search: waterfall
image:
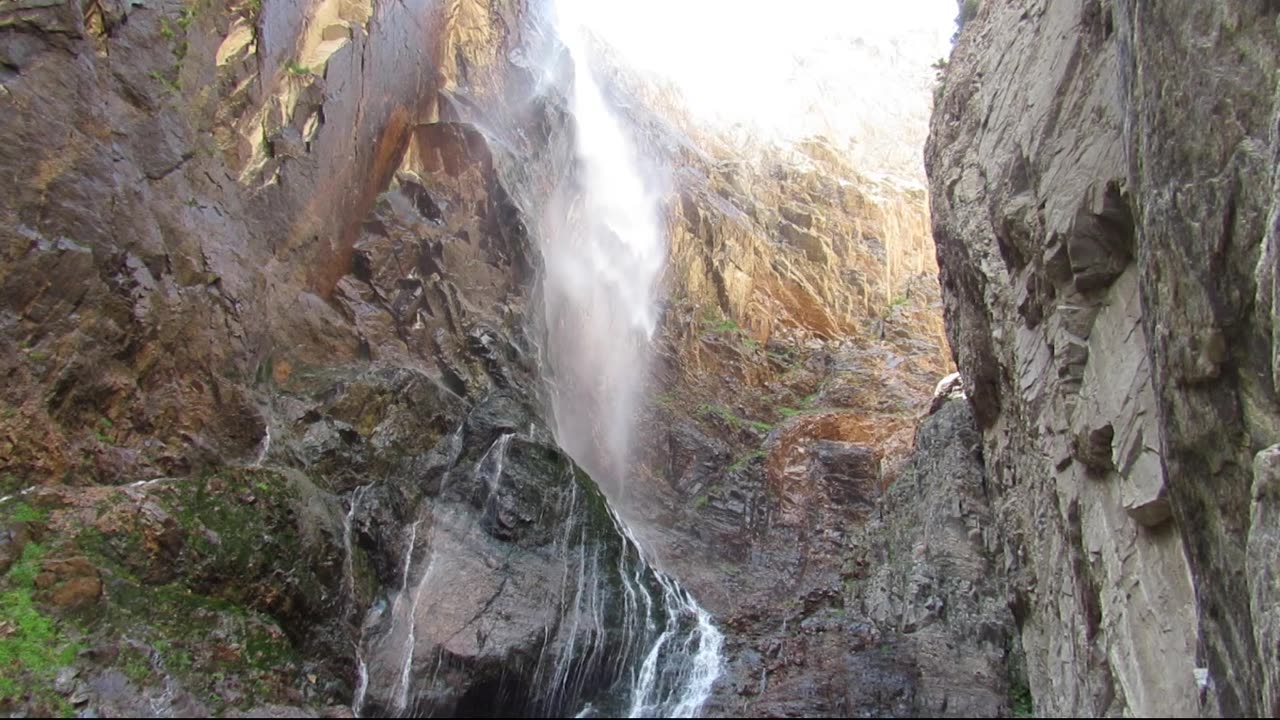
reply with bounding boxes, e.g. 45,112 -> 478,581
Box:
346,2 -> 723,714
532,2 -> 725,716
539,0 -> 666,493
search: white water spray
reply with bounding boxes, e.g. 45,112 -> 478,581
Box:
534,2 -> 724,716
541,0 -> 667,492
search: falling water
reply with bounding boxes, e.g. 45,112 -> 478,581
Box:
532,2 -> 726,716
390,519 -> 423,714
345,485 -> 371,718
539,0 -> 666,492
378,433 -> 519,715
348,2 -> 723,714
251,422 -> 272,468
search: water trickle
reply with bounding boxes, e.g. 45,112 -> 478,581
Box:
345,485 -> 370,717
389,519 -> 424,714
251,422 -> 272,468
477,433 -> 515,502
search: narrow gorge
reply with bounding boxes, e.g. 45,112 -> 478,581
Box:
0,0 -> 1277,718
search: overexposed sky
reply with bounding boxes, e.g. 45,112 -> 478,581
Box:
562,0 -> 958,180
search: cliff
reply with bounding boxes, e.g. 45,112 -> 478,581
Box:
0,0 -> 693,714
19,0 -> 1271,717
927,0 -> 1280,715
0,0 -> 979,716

::::::::::

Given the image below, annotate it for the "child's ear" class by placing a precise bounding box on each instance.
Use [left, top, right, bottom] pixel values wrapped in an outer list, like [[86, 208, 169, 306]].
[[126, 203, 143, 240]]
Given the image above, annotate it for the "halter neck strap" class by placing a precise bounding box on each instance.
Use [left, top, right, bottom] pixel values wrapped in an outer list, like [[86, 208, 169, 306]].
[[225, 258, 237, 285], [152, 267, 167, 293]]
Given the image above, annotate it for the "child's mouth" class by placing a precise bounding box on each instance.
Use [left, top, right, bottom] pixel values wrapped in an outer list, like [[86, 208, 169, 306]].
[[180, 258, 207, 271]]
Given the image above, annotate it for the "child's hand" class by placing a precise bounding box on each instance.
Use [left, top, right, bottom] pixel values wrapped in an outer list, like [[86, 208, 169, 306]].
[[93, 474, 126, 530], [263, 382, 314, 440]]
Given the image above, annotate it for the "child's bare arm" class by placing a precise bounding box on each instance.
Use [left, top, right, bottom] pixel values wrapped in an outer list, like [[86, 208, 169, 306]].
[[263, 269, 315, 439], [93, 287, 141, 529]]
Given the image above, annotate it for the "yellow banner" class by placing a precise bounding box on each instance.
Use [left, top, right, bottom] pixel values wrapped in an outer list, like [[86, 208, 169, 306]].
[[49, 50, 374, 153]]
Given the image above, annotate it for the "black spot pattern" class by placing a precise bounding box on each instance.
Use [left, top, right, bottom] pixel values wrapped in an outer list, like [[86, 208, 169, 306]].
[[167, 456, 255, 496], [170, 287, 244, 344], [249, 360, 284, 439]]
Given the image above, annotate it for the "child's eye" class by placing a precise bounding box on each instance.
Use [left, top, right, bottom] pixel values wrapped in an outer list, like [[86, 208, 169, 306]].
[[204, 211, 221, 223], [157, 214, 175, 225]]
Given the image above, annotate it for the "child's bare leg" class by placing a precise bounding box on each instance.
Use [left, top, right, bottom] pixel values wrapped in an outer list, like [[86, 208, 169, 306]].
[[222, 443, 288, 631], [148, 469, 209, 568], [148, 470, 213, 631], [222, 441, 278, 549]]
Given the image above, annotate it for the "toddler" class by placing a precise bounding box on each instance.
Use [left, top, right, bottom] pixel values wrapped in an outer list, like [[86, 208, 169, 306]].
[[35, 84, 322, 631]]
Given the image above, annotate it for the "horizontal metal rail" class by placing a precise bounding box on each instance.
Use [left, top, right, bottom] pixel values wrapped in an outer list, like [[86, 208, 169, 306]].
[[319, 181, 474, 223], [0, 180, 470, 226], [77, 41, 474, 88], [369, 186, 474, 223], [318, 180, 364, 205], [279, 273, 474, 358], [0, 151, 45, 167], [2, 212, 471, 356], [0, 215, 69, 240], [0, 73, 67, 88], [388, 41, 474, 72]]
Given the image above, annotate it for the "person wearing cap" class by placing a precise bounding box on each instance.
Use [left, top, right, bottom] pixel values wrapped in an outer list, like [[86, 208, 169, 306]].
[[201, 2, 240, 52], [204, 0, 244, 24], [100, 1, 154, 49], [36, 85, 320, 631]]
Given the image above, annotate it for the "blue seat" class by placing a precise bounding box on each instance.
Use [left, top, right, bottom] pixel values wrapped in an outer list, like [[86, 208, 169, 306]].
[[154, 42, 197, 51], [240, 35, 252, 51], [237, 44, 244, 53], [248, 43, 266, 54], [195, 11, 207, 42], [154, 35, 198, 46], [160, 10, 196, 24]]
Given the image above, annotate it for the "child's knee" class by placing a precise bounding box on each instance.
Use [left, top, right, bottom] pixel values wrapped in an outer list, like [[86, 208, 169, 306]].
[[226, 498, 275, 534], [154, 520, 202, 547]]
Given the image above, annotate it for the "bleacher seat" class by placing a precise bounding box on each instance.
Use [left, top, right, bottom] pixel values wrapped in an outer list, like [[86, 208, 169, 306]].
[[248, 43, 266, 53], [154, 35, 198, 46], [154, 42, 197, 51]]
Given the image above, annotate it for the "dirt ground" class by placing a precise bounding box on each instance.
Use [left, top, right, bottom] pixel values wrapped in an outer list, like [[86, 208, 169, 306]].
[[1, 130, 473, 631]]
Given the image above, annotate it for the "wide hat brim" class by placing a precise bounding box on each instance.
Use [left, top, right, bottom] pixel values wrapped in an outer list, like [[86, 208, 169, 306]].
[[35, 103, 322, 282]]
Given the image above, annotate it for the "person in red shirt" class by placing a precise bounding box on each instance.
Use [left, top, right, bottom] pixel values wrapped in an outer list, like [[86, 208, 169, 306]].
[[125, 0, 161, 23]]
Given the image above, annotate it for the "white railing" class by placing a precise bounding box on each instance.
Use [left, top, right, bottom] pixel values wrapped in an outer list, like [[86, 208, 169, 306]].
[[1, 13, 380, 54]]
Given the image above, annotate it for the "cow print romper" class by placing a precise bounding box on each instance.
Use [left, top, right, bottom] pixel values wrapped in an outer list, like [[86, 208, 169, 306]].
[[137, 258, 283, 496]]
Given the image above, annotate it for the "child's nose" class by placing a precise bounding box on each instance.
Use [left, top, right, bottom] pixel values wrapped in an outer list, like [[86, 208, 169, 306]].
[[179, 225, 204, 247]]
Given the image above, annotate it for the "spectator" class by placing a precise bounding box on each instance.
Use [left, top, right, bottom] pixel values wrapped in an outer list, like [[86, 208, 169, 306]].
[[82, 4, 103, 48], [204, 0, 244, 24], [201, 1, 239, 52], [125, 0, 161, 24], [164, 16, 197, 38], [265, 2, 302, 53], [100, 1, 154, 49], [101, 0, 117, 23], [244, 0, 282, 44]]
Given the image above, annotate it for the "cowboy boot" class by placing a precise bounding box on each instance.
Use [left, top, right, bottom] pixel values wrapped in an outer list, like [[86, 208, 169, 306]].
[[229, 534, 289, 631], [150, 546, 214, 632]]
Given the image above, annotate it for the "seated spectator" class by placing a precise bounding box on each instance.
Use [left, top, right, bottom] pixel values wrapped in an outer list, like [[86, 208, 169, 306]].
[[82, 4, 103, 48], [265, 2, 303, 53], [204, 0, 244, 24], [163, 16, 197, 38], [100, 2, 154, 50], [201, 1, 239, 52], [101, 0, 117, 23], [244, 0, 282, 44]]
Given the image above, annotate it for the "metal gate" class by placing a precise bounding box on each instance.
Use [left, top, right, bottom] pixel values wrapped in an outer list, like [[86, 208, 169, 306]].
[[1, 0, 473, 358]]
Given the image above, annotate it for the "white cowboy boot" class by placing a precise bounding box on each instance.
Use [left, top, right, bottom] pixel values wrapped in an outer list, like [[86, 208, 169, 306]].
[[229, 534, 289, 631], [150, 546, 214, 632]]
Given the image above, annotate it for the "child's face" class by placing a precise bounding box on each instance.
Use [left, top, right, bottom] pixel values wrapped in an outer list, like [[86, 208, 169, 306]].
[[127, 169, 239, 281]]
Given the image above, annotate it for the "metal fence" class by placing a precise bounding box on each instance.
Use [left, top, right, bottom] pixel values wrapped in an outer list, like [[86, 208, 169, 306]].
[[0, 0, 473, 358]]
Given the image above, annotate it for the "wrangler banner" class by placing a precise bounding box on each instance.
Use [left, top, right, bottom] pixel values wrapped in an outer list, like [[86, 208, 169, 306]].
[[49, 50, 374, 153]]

::::::::::

TASK ITEM >> When a line in the listing has the string "spectator" in it, return that line.

RESULT OF THE TASK >>
Given the image above, annotate it for the "spectator" class by placing a precise bounding box on each instance.
Given the image above, annotate it for the "seated spectator" class by placing a precise bounding box on each instance.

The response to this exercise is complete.